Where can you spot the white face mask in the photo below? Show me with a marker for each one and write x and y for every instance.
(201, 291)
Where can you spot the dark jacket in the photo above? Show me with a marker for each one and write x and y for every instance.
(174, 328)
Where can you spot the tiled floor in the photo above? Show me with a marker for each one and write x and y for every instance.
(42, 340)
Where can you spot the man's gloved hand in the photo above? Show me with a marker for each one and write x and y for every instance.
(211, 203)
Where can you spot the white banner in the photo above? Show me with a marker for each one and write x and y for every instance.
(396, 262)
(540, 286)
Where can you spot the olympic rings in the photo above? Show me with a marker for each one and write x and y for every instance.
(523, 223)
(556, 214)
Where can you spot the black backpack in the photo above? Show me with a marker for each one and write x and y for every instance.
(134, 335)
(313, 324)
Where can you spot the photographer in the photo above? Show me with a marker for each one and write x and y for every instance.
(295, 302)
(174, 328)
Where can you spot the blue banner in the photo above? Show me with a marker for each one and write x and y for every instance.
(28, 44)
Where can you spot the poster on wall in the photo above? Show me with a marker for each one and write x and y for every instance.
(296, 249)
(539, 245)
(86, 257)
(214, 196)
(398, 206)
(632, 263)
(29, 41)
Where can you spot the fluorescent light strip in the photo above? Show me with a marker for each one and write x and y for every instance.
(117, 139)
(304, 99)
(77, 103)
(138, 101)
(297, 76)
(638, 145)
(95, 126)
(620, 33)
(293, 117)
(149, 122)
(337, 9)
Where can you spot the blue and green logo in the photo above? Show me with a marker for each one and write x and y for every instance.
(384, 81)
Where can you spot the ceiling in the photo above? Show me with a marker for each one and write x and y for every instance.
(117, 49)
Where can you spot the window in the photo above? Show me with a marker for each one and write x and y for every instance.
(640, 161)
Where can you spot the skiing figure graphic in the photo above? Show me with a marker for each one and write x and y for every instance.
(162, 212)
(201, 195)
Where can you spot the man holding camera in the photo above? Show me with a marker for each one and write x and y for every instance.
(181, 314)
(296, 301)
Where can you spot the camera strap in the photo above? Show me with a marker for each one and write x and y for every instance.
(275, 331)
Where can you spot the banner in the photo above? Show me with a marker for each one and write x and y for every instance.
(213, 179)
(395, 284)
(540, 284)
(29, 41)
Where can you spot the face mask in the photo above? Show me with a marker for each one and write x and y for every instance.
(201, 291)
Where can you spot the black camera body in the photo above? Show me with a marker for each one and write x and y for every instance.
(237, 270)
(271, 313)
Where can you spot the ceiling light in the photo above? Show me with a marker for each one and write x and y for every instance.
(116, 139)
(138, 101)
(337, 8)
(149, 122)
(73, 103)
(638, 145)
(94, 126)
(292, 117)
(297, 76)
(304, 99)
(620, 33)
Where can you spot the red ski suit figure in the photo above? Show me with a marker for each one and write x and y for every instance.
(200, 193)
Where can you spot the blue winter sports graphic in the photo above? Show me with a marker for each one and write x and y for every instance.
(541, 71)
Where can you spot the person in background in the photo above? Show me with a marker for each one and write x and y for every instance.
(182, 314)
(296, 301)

WHAT THIS TASK INVOLVES:
Every record, from top to bottom, must be transcribed exactly.

REPLY TO THE EXERCISE:
Where can you spot the white face mask in the photo below? Show me with a marker for each one and write x and y for every instance.
(201, 291)
Where can you spot the dark jacket in the photo above? Show me with a marker for each one and write x and y for every instance.
(174, 328)
Where can you spot the tiled floor in the photo above? Show me with a marker for each one and write x and y for every instance.
(42, 340)
Where can you spot the man's gloved hand in the photo above? Show me with a marker for each one and write x and y for every instance.
(211, 203)
Where can you spot the white banner in the photo above? Show me with a marker for each one and write x and y for every instance.
(396, 262)
(540, 286)
Where can you spot the olympic rings in the photo above? Show me with a marker for each one and write x and y for every instance.
(523, 223)
(556, 214)
Where can you spot the black backpack in the photo above? Show me with a marker for each one and write x and y for every instance.
(134, 335)
(313, 324)
Where can you spot the photographer in the photo above? Show me with a marker for each one and write x and y for every instance.
(295, 302)
(174, 328)
Where can you spot the blue banner in the photo above? Show me with a marker for each one and write x and y for every instance.
(28, 44)
Where can you spot the poster on wall in the photo above? Show me with a marker for each one and write x and y for every instance.
(296, 249)
(539, 245)
(86, 257)
(214, 196)
(398, 206)
(632, 263)
(29, 41)
Where can you spot the fluorescent light strip in the photo above? Show me with a marker for each one and write x and y for every instance.
(117, 139)
(304, 99)
(77, 103)
(138, 101)
(297, 76)
(638, 145)
(95, 126)
(620, 33)
(293, 117)
(149, 122)
(337, 9)
Where can you spot the blue and green logo in the photo above? Show me with a marker for each one and write x and y for every instance.
(384, 81)
Where can you spot the ceiling in the photo above? Show me with a marker for each one and write x and y for every instance.
(117, 49)
Where can you spot the window in the photo above? Show me with a marker for each one and write x and y for every instance.
(640, 161)
Where can you spot the skiing figure graphic in the photo above? Show me with a marker for each one and write x and y for every instance.
(162, 212)
(201, 195)
Where can you spot the man holding camera in the photo above? Show me with a marker for each one and write x and y for every instance.
(181, 314)
(296, 301)
Where can you spot the camera strap in the photo above? Show me with a marker for each one and write x and y for every instance.
(275, 331)
Where can you spot the banner in the photo above? Show me with a marker for each one and write x and y for every instance.
(213, 179)
(395, 284)
(540, 284)
(29, 41)
Where can you spot the face mask in the photo above? Show me with a marker for each one and write x and y for every instance.
(201, 291)
Where can you spot the black camera body in the photo above? Show me with a marker for each one and write x and y for every instance.
(237, 270)
(271, 313)
Where can you spot the ceiling light in the photo above? Show me with a marker for each one and write x and y for every instance.
(116, 139)
(138, 101)
(337, 8)
(149, 122)
(73, 103)
(638, 145)
(94, 126)
(292, 117)
(297, 76)
(304, 99)
(620, 33)
Where can you spot the red ski suit figure in the photo above? Show me with a marker for each one and write x and y for every instance.
(200, 193)
Where can you spot the blue winter sports graphic in the photo above? Show me with a marker for each one and write x and y for every instance.
(541, 71)
Where can you spot the person in background in the photo above? Show me with a marker for each one and write x and y for every instance.
(182, 314)
(296, 301)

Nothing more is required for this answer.